- Dokument
------------

Das hört sich ja klasse an! Bisher war ich nur ein Mal im Grunewald  fahren. Ich mag gerne Cross crounty aber Berg ab ist auch cool...wobei ich technisch nicht so fit bin.
Dieses we hätte ich Zeit!!!


----------



## HiFi XS (25. Februar 2015)

Ich fahre bistimmt Samstag und Sonntag. Samstag eher in der Gegend Kreuzberg-Treptow etc. Sonntag eher Grunewald. Sonntags fahre ich meist mit einer Männergruppe mit da wird vorwiegend die 'interessantere' bergab Sachen gefahren. Aber ich konnte die Zeit splitten und mit dir auch fahren. Wie sieht es bei dir konditionsmässig aus? Ich selber bin kein kilometerfresser und auch nicht besonders schnell aber bisschen mitgebrachte Ausdauer wäre nicht schlecht.


----------



## MTB-News.de




----------



## Trailorette (27. Februar 2015)

So wie du deine Kondition beschreibst glaube ich verstehen wir uns... 
Also ich könnte samstags auch zu nem Treffpunkt kommen allerdings erst so nachmittags oder sonntags wenn du mit mir fahren würdest wäre das klasse


----------



## HiFi XS (28. Februar 2015)

Hi @Trailorette   sorry sorry dass ich mich so spät melde    Heute fahren wir etwas später - so gegen 16:00 und zwar in Grunewald wahrscheinlich - weil es morgen regnen soll... mal sehen. Schau in dein Postfach bitte.

LG
HiFi


----------



## Renn.Schnecke (4. März 2015)

Hey Mädels,

ich räum auf und hab hier drei Oberteile, die mir (164 cm) etwas zu klein sind. Alle sind in top Zustand. Hab sie geschenkt bekommen, aber nie getragen.

Alle Größe S. Alle zu *verschenken*. 

Sollte was für Euch dabei sein, dann schreibt mir ne pm.

------------

- Aufgabe a
Ermittle, in wie vielen Zeilen der Datensätze das Wort „rally“ vorkommt, und nenne nur diese Zahl.

- Angezeigte Datensätze
------------

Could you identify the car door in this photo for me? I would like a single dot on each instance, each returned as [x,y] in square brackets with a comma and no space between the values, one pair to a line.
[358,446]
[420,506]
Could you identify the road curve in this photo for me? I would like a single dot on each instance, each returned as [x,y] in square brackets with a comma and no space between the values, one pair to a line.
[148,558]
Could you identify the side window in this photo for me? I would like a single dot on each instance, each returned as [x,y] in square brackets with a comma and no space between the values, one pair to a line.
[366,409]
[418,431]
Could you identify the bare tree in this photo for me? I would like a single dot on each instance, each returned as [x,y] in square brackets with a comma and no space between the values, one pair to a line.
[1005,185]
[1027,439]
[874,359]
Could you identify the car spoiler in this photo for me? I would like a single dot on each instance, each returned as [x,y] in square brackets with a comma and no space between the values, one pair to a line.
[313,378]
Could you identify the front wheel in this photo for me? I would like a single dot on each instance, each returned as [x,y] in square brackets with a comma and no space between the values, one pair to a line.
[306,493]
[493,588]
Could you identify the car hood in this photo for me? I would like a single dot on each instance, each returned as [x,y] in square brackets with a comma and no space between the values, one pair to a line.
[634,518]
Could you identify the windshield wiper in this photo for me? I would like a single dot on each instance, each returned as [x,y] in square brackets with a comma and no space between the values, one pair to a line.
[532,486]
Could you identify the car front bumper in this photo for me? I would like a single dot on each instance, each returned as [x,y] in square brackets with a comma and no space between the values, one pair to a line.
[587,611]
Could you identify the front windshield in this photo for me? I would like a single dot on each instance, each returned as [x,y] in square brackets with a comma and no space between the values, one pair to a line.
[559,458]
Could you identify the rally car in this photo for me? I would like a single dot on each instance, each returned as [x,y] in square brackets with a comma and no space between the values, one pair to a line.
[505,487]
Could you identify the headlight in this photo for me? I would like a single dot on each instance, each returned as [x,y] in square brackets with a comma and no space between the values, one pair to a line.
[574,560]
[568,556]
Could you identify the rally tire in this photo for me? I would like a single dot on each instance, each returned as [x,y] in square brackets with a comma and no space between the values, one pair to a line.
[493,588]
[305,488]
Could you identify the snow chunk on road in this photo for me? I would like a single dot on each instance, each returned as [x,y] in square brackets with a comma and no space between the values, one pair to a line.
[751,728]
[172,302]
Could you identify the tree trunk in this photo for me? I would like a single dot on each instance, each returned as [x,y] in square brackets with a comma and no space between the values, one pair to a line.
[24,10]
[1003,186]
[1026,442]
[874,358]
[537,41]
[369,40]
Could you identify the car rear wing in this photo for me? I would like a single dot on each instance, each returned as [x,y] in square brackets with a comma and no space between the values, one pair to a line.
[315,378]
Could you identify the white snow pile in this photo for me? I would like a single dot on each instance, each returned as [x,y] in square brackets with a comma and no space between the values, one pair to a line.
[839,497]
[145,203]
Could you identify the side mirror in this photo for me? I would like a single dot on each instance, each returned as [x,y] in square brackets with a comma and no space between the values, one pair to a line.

------------

- Aufgabe b
Kopiere aus dem Forumsthread die Stelle wörtlich, die bei den Worten „## Renn.Schnecke (4.“ beginnt, und höre nach „schreibt mir ne pm.“ auf.

- Erwartete Antwort a
2

- Erwartete Antwort b
## Renn.Schnecke (4. März 2015)

Hey Mädels,

ich räum auf und hab hier drei Oberteile, die mir (164 cm) etwas zu klein sind. Alle sind in top Zustand. Hab sie geschenkt bekommen, aber nie getragen.

Alle Größe S. Alle zu *verschenken*. 

Sollte was für Euch dabei sein, dann schreibt mir ne pm.